Denkwürdig
Februar
1995
Am
27.1.1945: Befreiung des Konzentrationslagers Auschwitz durch die
Rote Armee; die ganze Ungeheuerlichkeit deutschen Rassenwahns lässt
sich nicht mehr beschönigen. Nun erfährt die Weltöffentlichkeit
endlich, worüber zuvor auch im Ausland kaum jemand zu sprechen
bereit gewesen ist, wovor die Diplomaten in aller Welt ihre Augen
verschlossen haben.
Nein,
es gibt nichts mehr zu vertuschen, die Schmach lastet auf uns, und
jedes einzelne Opfer, wenngleich namentlich vielleicht gar nicht erfasst,
bewirkt jetzt, dass die halsstarrigen Schädel eines aberwitzigen
Deutschtums und einer internationalen Tatenlosigkeit sich im Gedenken
an die Toten respektvoll beugen müssen.
27.1.1995:
Hochwasser in einigen deutschen Landstrichen, die Medien sind
aufgescheucht: Wird das „Jahrhunderthochwasser“ von 1993
übertroffen? – Oder leider nicht? Und nach dem gleichen Muster:
Die Überflutung auf sämtlichen Medienkanälen – mit „Auschwitz“,
das „man nicht vergessen darf“.

*BEREITGESTELLTES MATERIAL*.

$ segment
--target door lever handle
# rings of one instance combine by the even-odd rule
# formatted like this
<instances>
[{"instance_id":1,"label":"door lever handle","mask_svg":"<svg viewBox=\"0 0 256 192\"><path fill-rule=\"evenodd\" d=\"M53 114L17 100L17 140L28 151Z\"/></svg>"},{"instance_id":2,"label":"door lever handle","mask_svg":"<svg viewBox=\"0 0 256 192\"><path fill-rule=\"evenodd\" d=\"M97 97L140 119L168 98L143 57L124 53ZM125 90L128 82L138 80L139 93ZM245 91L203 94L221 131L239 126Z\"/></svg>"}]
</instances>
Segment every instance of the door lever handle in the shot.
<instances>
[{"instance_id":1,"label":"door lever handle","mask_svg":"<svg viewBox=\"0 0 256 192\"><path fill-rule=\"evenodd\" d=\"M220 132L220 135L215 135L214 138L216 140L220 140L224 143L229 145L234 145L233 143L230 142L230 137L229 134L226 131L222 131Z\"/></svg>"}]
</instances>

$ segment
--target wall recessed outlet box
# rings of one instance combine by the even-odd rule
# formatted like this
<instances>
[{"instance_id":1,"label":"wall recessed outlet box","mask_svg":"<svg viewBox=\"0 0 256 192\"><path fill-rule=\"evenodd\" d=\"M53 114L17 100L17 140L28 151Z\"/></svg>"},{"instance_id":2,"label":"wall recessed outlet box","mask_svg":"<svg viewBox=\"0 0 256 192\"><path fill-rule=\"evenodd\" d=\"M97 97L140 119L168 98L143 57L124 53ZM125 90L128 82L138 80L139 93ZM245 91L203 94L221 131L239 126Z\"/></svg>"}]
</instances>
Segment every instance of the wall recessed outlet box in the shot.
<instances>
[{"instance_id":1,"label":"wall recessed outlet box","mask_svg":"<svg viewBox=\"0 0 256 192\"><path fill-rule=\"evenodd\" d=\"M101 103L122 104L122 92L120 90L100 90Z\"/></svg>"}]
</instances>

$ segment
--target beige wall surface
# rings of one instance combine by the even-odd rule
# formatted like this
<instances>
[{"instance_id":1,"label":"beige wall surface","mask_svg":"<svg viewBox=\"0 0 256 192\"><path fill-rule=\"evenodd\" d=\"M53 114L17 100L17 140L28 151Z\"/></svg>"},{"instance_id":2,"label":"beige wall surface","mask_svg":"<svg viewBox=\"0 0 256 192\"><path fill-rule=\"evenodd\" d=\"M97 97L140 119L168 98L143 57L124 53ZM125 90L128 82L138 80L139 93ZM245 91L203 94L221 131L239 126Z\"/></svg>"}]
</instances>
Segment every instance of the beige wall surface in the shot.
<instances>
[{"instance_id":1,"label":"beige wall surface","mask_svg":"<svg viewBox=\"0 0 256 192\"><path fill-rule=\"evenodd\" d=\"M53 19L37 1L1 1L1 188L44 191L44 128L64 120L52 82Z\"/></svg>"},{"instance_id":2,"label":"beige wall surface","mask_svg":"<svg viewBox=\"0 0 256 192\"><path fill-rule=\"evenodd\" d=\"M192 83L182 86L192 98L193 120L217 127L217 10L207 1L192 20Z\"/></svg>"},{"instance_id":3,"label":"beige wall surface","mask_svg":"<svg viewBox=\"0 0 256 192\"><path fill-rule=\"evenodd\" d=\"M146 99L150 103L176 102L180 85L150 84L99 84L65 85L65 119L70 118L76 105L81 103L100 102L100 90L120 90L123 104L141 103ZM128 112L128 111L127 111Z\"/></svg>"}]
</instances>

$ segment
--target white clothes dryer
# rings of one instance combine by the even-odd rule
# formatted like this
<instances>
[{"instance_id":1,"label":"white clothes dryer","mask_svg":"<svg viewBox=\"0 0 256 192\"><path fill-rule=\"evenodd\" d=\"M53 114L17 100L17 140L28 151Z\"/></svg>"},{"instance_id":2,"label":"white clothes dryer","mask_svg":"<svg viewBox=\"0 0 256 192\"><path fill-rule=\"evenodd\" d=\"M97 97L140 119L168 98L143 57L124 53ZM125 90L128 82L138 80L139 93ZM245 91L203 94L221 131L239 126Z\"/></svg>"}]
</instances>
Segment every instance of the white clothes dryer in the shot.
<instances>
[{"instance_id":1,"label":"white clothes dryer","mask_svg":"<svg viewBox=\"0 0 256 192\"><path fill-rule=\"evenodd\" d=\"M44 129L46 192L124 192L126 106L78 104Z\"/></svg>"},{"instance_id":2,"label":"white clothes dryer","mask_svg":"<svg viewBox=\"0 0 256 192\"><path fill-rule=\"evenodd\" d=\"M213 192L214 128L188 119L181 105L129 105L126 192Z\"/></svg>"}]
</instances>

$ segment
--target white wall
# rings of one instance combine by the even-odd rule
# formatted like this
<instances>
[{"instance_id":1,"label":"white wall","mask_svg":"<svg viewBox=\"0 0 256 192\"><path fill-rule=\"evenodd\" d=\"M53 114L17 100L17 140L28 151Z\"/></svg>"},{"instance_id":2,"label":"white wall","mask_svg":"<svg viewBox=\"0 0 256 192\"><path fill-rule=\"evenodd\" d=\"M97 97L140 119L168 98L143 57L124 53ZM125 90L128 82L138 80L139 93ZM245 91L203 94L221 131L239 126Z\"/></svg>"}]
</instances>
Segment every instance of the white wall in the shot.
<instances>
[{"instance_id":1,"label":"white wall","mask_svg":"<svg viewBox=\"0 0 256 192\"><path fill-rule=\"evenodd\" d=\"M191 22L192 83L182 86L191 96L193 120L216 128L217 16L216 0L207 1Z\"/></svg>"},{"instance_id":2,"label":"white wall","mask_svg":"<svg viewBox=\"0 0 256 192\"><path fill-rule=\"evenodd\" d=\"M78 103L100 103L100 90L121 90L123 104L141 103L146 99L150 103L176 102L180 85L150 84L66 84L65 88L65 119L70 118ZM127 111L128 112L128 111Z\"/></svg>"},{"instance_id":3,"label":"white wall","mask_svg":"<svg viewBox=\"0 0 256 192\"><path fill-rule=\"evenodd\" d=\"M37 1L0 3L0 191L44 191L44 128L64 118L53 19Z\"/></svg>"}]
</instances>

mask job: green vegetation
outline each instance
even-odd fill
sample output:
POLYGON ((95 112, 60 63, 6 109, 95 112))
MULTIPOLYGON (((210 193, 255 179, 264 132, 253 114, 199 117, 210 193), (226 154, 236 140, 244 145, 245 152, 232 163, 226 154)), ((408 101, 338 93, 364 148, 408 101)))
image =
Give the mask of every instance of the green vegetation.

*ARBEITSAUFTRÄGE*.
1) Von wem wurde das Konzentrationslager Auschwitz laut dem Quellenauszug am 27.1.1945 befreit?
2) Führen Sie den Quellenauszug über das Gedenken an Auschwitz im Anschluss an seinen letzten Satz fort.
Die Datensätze spielen hierbei keine Rolle.

*ERGEBNISSE PRO AUFGABE*.
1) Von der Roten Armee.

2)
Nein,
dies ist ausschließlich vordergründiges Gedenken, die
mediengerechte Aufbereitung, die Stunde der Sonntagsreden. Wie ist es
nur möglich, das Andenken der unsäglichen zahlreichen Opfer,
übrigens völlig gleichgültig, welcher Nationalität – es geht um
Menschen –, derartig zu missbrauchen?
Ich
stelle Fragen:
Wo
bleibt der Hinweis, dass die Rote Armee das Lager zwar befreite,
hernach aber selbst zur Menschenvernichtung benutzte und aus ihrem
gesamten Besatzungsgebiet ein Gefängnis machte?
Wie
viele Verbrechen und Menschenopfer hat die Bundesrepublik
Deutschland mitzuverantworten, gehört sie doch seit Jahrzehnten zu
den führenden Waffenexporteuren?
Wie
viele Menschen hat der israelische Staat seit seinem Bestehen in
nationalistischer Härte ausgelöscht?
Welche
Brutalitäten leisten sich immer wieder arabische „Organisationen“?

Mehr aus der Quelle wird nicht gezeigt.